• [Exercise aim]: Return the records that follow, matching each one exactly.

• [Dataset extract]:
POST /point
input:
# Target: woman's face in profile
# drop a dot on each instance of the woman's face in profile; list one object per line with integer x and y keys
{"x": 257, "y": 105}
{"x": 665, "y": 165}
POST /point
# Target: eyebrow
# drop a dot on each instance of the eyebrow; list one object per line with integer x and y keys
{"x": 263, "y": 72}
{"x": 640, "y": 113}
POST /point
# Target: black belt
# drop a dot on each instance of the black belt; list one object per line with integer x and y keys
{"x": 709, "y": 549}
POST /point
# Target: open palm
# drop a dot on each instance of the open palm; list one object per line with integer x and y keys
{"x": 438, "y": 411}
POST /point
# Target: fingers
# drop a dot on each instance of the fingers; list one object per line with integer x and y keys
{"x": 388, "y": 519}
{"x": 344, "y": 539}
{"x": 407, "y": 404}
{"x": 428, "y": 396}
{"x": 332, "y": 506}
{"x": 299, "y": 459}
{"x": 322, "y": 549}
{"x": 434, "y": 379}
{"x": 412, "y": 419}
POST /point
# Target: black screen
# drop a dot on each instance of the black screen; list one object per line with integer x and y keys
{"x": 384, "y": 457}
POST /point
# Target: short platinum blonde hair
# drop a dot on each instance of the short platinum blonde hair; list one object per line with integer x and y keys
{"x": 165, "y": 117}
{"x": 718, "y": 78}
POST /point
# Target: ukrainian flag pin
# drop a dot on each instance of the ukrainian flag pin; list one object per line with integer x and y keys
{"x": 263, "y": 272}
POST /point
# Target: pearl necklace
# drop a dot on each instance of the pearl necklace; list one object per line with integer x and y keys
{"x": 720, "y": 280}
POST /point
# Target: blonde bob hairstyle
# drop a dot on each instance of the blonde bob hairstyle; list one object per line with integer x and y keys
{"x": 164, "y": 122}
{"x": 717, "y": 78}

• [Response to this exercise]:
POST /point
input:
# Target: woman's face in profile
# drop a dot on each instance of the woman's face in profile; list one object per line with integer x and y keys
{"x": 257, "y": 105}
{"x": 665, "y": 165}
POST /point
# Target: eyebrow
# drop a dot on each instance of the eyebrow; list one object per line with integer x and y keys
{"x": 263, "y": 72}
{"x": 640, "y": 113}
POST /point
# Target: black belt
# drop a dot on each instance of the black belt; list one object per line with integer x and y keys
{"x": 709, "y": 549}
POST /point
# Target: open palm
# drop a dot on each instance of the open palm; list one object per line with integer x and y keys
{"x": 438, "y": 411}
POST /point
# Target: fingers
# drop a dot on each instance of the fingers; list one object per line with integer x and y keys
{"x": 388, "y": 519}
{"x": 344, "y": 539}
{"x": 407, "y": 404}
{"x": 428, "y": 396}
{"x": 332, "y": 506}
{"x": 299, "y": 459}
{"x": 322, "y": 549}
{"x": 434, "y": 379}
{"x": 412, "y": 419}
POST /point
# Target: black screen
# drop a dot on each instance of the black screen; list one object per line with integer x and y keys
{"x": 384, "y": 457}
POST /point
# Target: short platinum blonde hair
# drop a dot on each instance of the short platinum blonde hair; list one object per line with integer x and y keys
{"x": 165, "y": 117}
{"x": 718, "y": 78}
POST /point
# Target: ukrainian flag pin
# drop a dot on each instance of the ukrainian flag pin; list one object per line with integer x and y keys
{"x": 263, "y": 272}
POST /point
# Target: pearl necklace
# drop a dot on each instance of the pearl necklace; list one object per line with integer x and y keys
{"x": 720, "y": 280}
POST /point
# Target: blonde bob hairstyle
# drop a dot on each instance of the blonde bob hairstyle; list one object per line with integer x and y keys
{"x": 164, "y": 122}
{"x": 717, "y": 78}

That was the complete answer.